A series of records
━━━━━━━━━━━━━━━━━━━━

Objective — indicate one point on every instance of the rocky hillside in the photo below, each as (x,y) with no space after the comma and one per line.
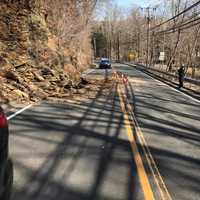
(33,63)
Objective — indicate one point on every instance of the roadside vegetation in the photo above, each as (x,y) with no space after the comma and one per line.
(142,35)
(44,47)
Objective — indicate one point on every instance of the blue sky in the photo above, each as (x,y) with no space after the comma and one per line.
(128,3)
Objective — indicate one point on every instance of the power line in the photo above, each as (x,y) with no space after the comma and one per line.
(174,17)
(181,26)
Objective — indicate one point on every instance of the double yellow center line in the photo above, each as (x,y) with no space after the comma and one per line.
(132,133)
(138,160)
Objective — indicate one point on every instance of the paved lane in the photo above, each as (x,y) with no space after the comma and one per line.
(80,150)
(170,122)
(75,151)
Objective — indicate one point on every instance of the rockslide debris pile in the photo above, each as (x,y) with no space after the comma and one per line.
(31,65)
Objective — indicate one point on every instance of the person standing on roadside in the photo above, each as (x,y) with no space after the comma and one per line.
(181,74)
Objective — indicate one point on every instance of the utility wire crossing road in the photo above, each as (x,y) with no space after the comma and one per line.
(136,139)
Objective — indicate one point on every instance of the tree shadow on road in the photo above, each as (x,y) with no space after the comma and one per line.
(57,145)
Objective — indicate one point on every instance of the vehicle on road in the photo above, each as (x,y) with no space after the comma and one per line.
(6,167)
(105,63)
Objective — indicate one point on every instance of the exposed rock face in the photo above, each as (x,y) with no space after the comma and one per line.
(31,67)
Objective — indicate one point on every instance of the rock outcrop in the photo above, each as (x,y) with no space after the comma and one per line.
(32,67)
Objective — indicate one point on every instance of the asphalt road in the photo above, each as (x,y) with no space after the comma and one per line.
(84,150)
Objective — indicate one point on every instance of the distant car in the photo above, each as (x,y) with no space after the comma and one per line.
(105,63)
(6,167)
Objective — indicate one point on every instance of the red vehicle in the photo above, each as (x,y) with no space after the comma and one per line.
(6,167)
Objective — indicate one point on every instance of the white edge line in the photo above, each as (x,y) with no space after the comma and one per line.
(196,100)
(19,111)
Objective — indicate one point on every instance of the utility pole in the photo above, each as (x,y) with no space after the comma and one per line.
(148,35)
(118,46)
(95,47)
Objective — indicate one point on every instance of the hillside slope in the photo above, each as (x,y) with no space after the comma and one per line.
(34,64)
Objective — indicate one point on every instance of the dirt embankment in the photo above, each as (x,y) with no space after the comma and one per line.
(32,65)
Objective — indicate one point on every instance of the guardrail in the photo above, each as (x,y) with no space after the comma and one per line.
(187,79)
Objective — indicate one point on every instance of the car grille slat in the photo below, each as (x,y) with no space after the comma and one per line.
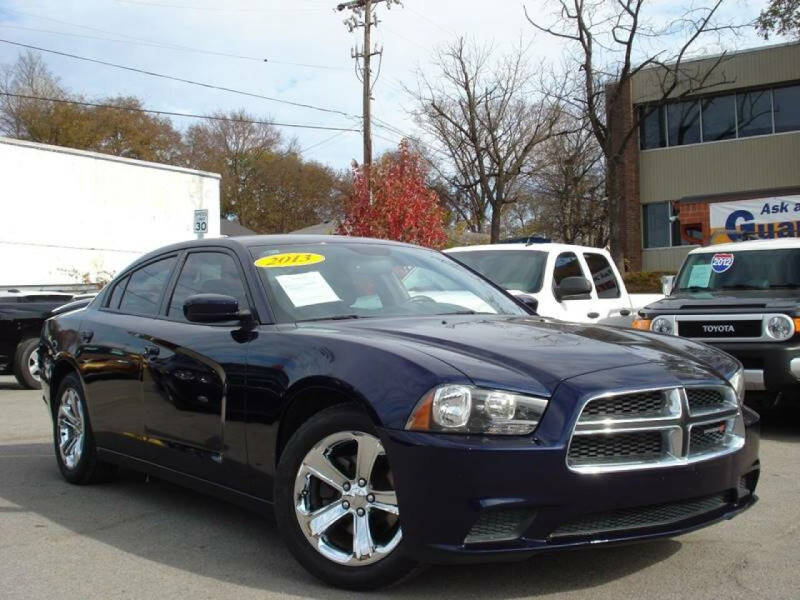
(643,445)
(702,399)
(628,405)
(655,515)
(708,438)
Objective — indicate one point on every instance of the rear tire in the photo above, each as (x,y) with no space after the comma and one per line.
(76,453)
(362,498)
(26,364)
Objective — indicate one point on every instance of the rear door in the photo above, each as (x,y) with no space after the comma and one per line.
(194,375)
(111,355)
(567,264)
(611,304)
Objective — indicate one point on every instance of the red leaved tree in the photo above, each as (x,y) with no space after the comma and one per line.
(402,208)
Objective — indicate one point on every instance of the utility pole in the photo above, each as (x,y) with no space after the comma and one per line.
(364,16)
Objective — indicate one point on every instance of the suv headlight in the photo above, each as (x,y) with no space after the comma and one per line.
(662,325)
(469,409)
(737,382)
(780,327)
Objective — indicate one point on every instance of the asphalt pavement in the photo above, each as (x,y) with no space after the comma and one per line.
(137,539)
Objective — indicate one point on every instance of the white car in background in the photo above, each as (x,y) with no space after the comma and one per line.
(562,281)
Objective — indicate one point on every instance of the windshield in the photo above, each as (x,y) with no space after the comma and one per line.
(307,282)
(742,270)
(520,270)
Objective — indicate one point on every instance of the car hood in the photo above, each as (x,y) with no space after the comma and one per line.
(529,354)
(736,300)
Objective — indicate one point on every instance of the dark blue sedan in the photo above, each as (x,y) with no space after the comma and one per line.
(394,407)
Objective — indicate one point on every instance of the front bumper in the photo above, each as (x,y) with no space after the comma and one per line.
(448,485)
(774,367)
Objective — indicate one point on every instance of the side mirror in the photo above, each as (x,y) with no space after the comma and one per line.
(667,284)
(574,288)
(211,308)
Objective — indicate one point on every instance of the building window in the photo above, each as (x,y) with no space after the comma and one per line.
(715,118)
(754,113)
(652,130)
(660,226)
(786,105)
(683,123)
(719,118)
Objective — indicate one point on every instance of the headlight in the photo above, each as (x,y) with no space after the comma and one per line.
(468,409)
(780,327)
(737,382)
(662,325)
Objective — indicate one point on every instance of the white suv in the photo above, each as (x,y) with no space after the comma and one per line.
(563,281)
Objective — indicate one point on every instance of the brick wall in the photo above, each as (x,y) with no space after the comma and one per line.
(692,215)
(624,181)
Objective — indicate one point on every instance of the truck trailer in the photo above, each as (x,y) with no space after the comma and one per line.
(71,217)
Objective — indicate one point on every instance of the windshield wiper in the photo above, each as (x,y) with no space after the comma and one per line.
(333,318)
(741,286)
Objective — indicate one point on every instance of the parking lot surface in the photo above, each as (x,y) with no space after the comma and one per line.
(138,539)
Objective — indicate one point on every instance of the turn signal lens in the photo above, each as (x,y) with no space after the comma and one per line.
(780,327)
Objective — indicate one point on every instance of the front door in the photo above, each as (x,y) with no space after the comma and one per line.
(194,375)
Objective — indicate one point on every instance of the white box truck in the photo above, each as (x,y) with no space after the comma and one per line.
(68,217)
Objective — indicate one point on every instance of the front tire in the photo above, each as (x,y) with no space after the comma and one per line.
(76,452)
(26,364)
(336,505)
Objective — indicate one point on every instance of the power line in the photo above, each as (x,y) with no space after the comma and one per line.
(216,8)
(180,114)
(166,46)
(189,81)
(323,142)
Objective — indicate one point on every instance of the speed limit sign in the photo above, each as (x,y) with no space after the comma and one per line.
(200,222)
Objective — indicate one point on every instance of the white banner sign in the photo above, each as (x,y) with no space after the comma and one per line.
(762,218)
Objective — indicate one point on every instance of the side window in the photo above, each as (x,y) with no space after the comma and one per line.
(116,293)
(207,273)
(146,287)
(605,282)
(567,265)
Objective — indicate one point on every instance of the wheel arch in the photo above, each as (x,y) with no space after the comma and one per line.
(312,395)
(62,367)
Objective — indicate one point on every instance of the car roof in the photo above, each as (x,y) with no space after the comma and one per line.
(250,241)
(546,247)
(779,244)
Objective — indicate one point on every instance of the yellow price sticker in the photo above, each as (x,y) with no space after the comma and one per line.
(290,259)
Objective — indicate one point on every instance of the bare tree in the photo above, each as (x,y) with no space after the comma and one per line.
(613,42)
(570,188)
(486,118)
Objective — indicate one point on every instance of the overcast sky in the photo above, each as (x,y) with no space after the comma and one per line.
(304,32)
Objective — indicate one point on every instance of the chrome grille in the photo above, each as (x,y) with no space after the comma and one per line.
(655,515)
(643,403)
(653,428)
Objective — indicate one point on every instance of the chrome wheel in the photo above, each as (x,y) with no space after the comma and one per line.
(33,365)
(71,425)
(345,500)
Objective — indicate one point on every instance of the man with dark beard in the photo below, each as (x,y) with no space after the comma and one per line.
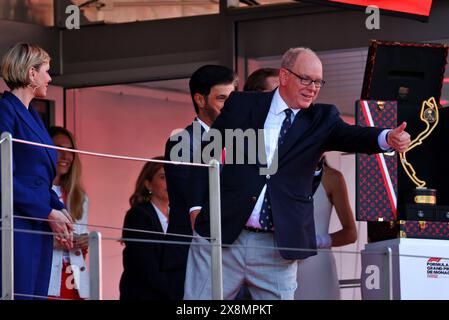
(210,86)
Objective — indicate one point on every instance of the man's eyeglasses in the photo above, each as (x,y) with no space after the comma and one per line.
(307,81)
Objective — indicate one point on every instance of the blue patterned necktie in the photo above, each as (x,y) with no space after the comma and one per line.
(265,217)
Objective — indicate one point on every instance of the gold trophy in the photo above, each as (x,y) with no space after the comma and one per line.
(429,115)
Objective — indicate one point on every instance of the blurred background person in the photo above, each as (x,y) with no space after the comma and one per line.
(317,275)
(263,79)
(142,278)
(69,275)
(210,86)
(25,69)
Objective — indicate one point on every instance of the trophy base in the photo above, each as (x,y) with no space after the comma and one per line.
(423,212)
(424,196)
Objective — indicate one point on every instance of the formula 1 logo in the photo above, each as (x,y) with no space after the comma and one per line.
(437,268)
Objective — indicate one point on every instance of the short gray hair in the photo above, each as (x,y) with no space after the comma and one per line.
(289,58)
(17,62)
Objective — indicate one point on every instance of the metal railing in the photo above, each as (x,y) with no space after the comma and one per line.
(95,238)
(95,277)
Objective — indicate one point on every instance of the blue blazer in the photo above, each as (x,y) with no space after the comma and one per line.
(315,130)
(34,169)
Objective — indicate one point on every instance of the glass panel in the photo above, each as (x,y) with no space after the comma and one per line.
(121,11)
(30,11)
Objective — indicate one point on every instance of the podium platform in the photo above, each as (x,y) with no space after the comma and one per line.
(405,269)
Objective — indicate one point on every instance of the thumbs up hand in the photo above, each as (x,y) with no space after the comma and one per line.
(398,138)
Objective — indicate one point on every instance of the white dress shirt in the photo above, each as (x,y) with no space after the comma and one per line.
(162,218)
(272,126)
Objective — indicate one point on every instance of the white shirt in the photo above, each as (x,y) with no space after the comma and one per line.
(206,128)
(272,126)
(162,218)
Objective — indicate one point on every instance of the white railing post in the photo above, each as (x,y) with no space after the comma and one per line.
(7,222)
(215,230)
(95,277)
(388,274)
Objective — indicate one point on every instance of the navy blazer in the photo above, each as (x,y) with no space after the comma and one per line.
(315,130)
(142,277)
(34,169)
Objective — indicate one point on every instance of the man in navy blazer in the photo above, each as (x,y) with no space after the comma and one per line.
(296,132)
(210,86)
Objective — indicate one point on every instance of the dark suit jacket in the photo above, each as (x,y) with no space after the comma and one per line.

━━━━━━━━━━━━━━━━━━━━

To do: Write out the lines as a JSON list of strings, one string per line and no blank lines. Begin at the line containing "man in navy" and continue through the final line of the records.

Result for this task:
[
  "Objective — indicate one point on every instance of the man in navy blazer in the photo above, each as (x,y) with no space after the comma and one per line.",
  "(296,132)",
  "(210,86)",
  "Objective — indicate one point on every instance of the dark suit jacket in the photo above, each as (x,y) with no space after the comma and one per line."
]